#### [What is expected]
Line filter on the word "wheel": copy each matching line from the entries.

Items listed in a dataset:
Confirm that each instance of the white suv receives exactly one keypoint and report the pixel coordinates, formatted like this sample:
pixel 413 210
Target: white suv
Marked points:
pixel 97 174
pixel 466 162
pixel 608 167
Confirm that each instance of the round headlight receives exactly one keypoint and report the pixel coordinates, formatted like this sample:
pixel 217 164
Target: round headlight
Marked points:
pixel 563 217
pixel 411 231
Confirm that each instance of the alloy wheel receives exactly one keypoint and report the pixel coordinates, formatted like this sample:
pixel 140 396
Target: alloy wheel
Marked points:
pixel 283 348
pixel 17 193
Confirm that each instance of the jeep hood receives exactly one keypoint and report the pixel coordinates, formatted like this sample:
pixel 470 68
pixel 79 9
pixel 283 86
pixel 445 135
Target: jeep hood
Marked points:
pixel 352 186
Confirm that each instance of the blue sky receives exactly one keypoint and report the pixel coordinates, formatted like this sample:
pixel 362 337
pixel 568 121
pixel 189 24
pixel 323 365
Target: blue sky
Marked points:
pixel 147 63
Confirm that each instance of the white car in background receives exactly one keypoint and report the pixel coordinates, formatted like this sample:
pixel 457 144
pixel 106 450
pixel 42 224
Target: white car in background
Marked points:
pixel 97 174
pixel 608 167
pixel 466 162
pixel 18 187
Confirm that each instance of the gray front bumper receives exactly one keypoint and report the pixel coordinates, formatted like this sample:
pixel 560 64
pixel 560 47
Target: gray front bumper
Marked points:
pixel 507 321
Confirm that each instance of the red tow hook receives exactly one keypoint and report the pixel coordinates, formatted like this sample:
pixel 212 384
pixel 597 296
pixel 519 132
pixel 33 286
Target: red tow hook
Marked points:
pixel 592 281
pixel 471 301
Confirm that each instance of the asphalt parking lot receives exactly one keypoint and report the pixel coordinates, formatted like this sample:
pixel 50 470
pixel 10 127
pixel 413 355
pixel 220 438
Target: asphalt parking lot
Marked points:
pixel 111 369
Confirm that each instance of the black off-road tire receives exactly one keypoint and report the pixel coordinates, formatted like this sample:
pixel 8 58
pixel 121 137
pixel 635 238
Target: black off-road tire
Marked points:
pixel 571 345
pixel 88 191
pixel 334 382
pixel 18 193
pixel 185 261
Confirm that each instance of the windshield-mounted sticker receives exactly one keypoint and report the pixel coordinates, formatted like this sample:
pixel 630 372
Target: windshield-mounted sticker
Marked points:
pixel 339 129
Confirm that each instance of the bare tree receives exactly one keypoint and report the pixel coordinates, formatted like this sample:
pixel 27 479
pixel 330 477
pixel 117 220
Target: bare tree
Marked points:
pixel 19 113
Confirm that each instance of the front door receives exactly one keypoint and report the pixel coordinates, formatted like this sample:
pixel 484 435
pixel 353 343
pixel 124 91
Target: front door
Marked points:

#### [Exercise output]
Confirm that each instance of the alloy wheel receives exactly one keypoint and report the pixel coordinates, formatted like this sample:
Target: alloy wheel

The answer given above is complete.